→ **Document text**
## Start

Recent proof that this area of risk and opportunity is ongoing is that of the recent First Tier Tribunal case of Glanbia Milk Ltd (‘Glanbia’).
In this case, Glanbia, a manufacturer of various foods, was challenged by HMRC on the nature of their ‘flapjack’ products. Glanbia claimed that, as VAT law allows for the zero rating of cakes, which by extension should include flapjacks, that their goods should be eligible for the zero rate.
HMRC challenged this, claiming that Glanbia’s flapjacks were not what they claimed to be and, therefore, not zero rated for VAT, as they were wrongly shaped, of a different consistency, and marketed as something other than a classic cake product.
Glanbia were unsuccessful in defending their argument, meaning they now face the consequence of having to carve out from their revenue the VAT now deemed to be due on their products (subject to a further tribunal appeal by Glanbia).
A VAT tribunal was recently faced with a dispute between Walkers Snack Foods and HMRC in relation to their “Sensations Poppadoms”. Walkers argued that their product was a poppadom and therefore zero rated, HMRC were insistent that it is in fact a potato snack (i.e. a crisp) and standard rated.
The tribunal chair made several observations, amongst which was a comment about nominative determinism. For example, Monster Munch is not fed to monsters and Hula Hoops are not something one would twirl around their midriff! His point though was that simply calling something a poppadom doesn’t necessarily make it so.

## End

→ **Recorded information**
## Start

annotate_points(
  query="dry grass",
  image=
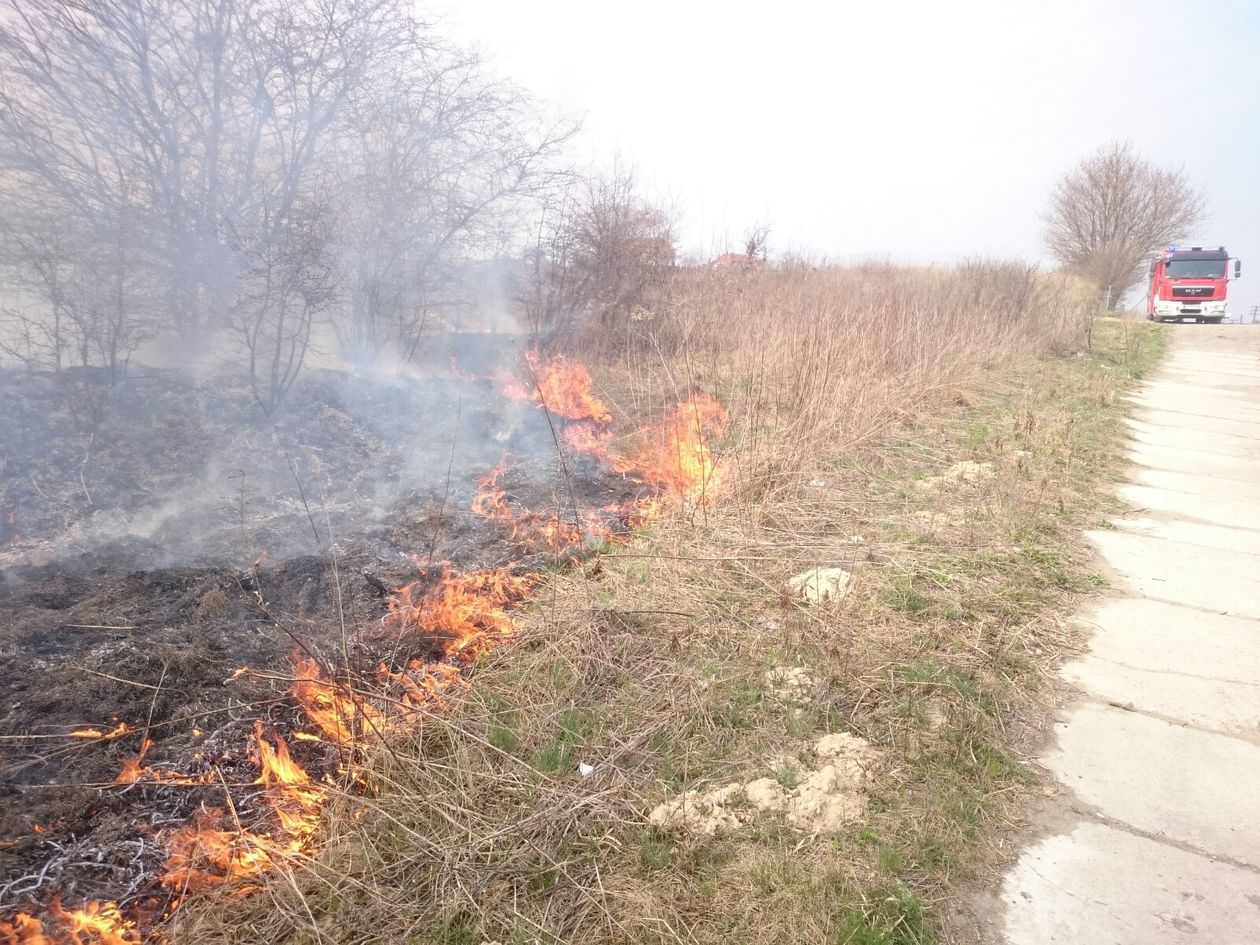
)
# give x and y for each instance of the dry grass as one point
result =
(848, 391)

## End
## Start

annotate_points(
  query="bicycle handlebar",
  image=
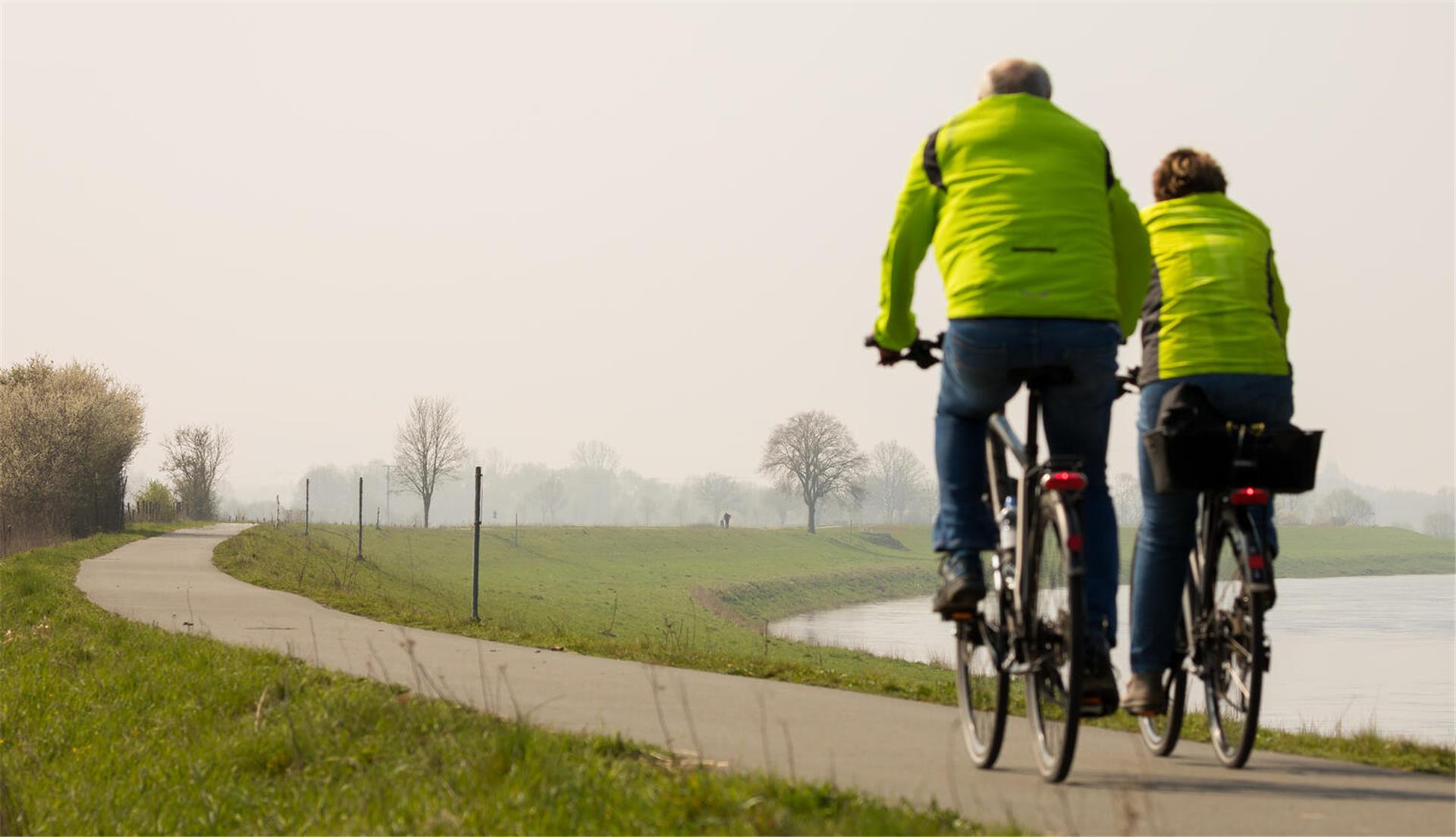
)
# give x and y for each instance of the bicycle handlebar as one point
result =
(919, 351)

## End

→ **Prompt**
According to the VAT text, why did HMRC say that Glanbia's flapjacks should not be zero rated? Answer in one to three sentences. Rely only on the VAT text, not the items, for what comes next.

→ **Full answer**
HMRC said the flapjacks were not what Glanbia claimed them to be because they were wrongly shaped and of a different consistency. HMRC also said they were marketed as something other than a classic cake product.